Excerpts from a dataset:
* * *
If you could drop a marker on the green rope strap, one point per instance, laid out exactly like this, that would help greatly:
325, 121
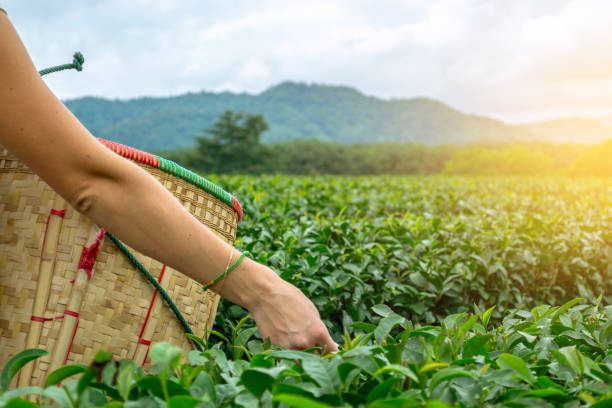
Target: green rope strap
77, 63
154, 282
227, 271
193, 178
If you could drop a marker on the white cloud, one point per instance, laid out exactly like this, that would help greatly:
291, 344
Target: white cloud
515, 60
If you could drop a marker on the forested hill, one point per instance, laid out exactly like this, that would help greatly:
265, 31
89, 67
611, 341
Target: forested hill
293, 111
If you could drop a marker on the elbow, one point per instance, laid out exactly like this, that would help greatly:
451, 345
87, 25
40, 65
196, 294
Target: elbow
85, 198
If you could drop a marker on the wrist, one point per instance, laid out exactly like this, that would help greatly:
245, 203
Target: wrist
248, 283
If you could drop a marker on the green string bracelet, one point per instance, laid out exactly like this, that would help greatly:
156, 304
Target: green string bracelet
227, 271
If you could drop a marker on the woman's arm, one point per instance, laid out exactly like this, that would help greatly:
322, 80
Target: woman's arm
130, 203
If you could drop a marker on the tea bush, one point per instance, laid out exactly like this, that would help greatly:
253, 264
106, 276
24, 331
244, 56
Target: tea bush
428, 246
546, 356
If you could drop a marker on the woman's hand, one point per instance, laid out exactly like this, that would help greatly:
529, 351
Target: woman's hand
281, 311
290, 320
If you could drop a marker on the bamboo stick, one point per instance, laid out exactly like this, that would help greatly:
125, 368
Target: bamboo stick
43, 286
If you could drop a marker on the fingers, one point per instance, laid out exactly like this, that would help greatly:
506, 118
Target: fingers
325, 341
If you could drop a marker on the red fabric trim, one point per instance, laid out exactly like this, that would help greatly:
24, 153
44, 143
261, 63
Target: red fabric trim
89, 254
44, 319
237, 207
76, 326
161, 275
131, 153
144, 324
59, 213
146, 356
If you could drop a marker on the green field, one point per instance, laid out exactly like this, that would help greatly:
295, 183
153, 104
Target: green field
441, 292
430, 246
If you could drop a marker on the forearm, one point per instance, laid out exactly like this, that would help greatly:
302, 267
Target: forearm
112, 191
132, 205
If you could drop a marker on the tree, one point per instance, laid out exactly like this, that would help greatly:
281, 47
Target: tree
234, 144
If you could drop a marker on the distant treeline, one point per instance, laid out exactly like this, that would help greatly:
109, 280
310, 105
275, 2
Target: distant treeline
315, 157
233, 145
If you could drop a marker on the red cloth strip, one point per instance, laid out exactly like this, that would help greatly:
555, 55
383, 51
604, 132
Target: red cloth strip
131, 153
237, 207
89, 254
161, 275
59, 213
44, 319
146, 356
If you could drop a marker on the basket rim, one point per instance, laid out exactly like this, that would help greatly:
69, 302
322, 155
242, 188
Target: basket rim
176, 170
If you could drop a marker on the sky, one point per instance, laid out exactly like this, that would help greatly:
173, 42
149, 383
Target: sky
514, 60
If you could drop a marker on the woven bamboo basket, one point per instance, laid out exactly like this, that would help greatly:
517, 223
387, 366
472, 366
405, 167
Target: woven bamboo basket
68, 289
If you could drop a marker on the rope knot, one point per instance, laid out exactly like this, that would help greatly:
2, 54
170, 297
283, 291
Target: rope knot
78, 60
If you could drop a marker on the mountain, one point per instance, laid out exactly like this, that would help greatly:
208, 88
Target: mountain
570, 130
293, 111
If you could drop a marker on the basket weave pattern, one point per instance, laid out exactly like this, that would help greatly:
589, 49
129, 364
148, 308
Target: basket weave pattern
41, 245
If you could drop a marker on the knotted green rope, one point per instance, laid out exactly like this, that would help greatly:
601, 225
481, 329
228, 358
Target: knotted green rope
77, 63
155, 283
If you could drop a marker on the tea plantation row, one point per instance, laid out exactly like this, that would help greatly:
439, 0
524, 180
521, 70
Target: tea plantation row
429, 246
544, 357
435, 288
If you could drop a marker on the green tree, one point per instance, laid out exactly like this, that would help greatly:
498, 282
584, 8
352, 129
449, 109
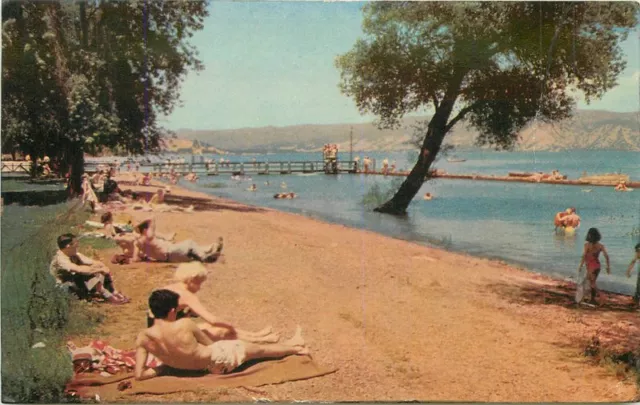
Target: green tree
80, 76
497, 65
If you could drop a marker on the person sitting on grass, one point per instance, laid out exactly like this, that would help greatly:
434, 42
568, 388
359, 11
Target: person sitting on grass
182, 345
189, 278
149, 247
88, 194
83, 276
636, 296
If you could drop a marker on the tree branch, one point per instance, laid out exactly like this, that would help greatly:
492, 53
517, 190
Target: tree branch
435, 100
461, 115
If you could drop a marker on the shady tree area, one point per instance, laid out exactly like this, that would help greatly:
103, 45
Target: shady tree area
496, 65
85, 75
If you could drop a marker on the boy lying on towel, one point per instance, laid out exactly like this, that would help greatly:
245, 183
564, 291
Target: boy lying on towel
149, 247
189, 278
182, 345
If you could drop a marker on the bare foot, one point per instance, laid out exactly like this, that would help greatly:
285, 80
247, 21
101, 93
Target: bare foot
296, 339
266, 331
270, 338
303, 351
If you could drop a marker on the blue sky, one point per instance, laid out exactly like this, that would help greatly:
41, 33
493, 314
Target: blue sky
272, 64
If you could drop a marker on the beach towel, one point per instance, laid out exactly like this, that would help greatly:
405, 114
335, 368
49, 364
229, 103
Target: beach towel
252, 374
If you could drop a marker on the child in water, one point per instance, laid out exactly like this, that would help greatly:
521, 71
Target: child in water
592, 249
636, 297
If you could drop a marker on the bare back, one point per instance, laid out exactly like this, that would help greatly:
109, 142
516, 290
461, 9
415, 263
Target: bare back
176, 344
154, 248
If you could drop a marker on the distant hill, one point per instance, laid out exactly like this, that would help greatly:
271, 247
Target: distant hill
586, 130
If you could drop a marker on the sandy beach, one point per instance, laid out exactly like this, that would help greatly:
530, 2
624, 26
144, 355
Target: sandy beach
399, 320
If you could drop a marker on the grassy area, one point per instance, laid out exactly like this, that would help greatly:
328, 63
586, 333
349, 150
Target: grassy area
33, 309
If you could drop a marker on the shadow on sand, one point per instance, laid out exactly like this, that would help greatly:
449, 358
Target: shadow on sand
561, 295
205, 204
35, 197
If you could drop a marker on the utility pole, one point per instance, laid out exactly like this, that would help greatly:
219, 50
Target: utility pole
351, 145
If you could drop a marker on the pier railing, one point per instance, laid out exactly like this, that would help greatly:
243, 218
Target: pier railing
241, 168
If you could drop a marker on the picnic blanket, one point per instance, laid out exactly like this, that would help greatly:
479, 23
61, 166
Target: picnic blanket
251, 374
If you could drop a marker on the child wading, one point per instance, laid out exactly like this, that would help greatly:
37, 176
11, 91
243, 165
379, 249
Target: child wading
636, 297
592, 249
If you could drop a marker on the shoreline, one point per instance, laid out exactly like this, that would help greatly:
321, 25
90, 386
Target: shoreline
399, 320
513, 263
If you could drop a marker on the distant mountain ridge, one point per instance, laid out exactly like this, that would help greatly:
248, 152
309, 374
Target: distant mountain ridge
586, 130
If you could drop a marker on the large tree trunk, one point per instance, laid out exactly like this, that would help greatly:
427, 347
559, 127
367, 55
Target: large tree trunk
398, 204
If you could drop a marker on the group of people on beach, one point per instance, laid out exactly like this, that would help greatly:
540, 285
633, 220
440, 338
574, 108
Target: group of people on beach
171, 336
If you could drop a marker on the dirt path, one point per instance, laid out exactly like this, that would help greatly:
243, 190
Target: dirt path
400, 320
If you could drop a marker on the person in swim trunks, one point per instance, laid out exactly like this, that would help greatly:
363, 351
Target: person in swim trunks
590, 257
180, 344
149, 247
189, 278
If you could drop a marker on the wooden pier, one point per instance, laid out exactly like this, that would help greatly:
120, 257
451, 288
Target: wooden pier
240, 168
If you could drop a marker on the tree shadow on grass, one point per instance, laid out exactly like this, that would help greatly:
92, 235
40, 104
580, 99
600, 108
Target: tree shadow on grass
561, 294
35, 197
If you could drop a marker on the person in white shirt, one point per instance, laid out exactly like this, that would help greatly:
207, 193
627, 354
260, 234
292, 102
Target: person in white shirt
83, 276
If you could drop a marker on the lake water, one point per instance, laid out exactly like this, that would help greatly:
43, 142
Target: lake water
509, 221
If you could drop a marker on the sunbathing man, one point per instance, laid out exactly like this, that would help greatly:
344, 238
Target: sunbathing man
182, 345
83, 275
189, 278
157, 204
150, 247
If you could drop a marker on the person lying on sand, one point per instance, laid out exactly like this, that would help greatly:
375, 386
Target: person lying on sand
149, 247
182, 345
83, 276
157, 204
189, 278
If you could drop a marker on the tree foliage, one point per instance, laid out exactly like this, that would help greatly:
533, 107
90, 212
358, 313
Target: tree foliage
498, 65
81, 76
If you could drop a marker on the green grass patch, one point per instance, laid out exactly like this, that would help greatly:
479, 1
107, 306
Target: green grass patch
34, 310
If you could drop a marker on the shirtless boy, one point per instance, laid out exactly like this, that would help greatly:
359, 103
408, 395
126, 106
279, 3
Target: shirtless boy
182, 345
148, 246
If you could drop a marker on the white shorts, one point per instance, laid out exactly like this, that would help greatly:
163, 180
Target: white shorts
226, 355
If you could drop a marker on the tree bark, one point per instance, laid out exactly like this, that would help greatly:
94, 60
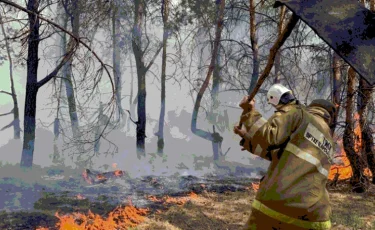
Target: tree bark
141, 72
142, 68
280, 28
358, 181
67, 71
336, 89
31, 86
214, 137
16, 116
254, 47
166, 31
116, 58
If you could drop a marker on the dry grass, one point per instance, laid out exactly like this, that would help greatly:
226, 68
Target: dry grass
230, 211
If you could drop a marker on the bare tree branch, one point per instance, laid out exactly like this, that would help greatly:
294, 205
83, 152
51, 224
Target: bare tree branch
* * *
Copy out, word for word, the part of the entries above that begins at the line with "Target: woman's arm" and ends at the line with "If you could drop a marker on the red fabric", including both.

Output of the task:
Target: woman's arm
130, 203
If you could drop a marker on the tea bush, one point per instance, laid out exactly like this, that would help greatly:
253, 264
106, 276
24, 331
244, 56
Target: tea bush
428, 246
546, 356
If you could drop a marker on the woman's hand, one point per instance, laid out exactly like this, that would help greatly:
529, 351
Target: woman's hand
281, 311
290, 320
If you could drop a marker on the bamboo stick, one point per instance, laid out exactly like this, that would help greatly:
125, 368
Target: bamboo stick
43, 286
If you could drop a marker on the fingers, one point per instance, laid out exactly like this, that would help greatly:
506, 118
Target: fingers
325, 341
If you could drop a marker on the red fabric trim, one point per instance, laid out exactly like this, that would help greatly:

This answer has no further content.